Recorded data
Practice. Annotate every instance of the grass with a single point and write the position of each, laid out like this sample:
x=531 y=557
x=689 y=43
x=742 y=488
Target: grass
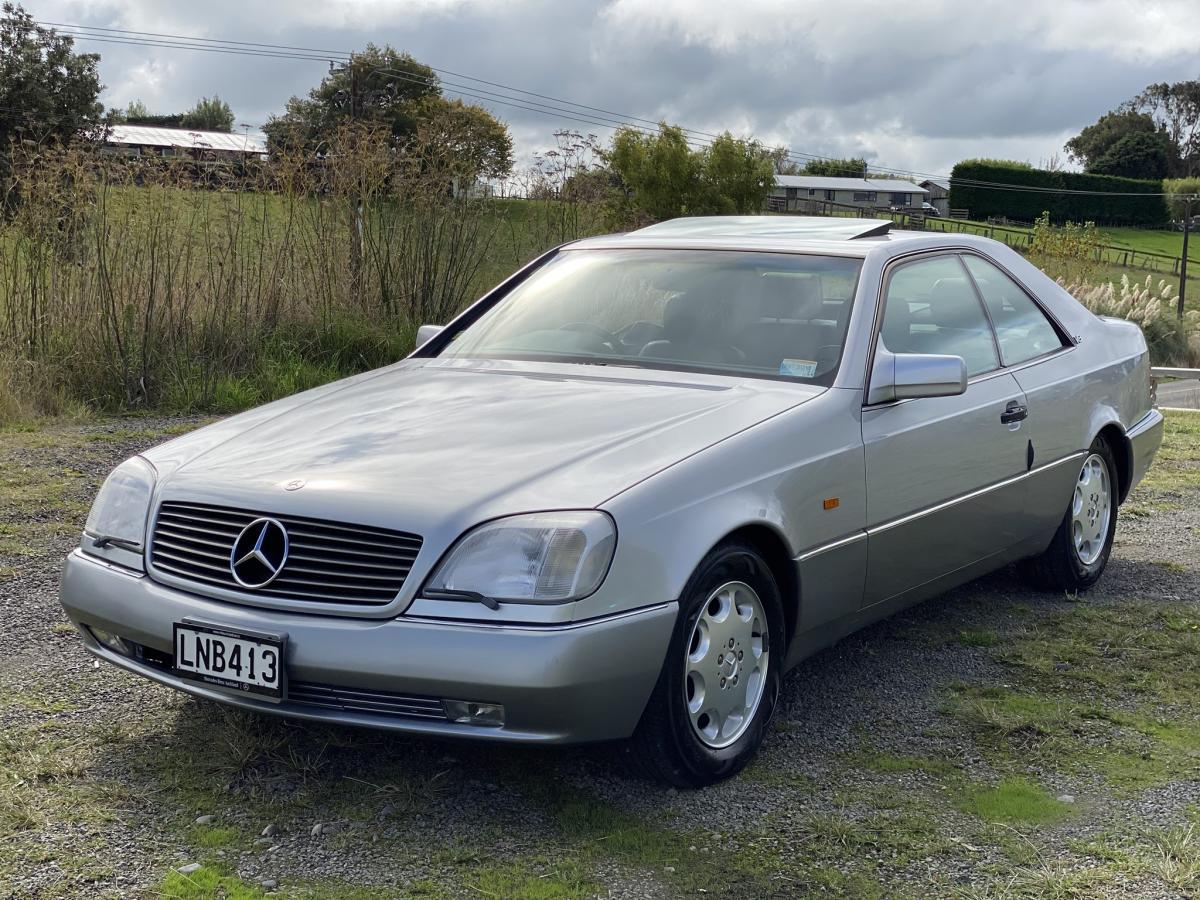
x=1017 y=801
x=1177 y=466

---

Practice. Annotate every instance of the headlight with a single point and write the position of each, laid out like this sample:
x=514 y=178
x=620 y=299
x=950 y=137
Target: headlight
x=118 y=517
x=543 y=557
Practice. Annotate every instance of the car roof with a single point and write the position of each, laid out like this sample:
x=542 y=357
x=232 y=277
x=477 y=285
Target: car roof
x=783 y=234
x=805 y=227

* * *

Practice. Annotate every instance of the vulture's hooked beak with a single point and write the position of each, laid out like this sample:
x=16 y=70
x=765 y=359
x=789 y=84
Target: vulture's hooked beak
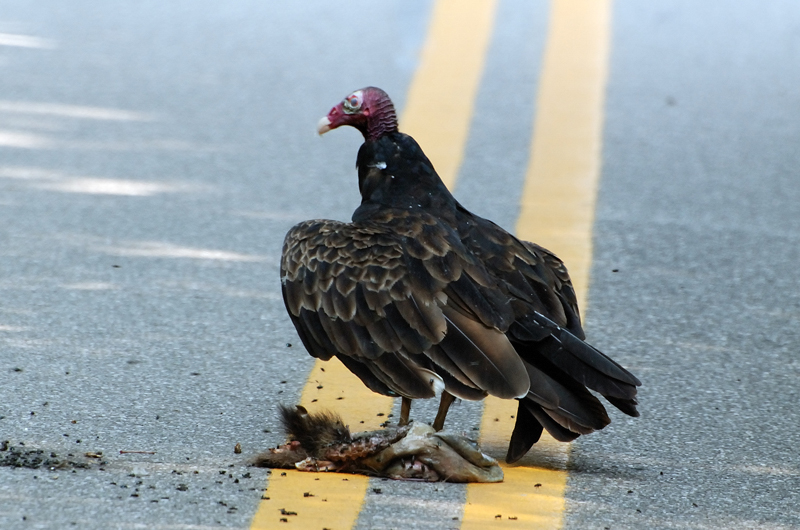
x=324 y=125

### [Work to complete]
Render the records from the line that contains "Practice. Annotate every instance of the vulture's" through the line that contains "x=324 y=125" as a JSON list of strings, one string per line, with blank lines omitted. Leave out the pictures.

### [Answer in full]
[
  "Practice. Annotate every instance of the vulture's hooked beak with a single point and write the position of each, laid out like this sample:",
  "x=16 y=70",
  "x=765 y=359",
  "x=789 y=84",
  "Target: vulture's hooked beak",
  "x=324 y=125"
]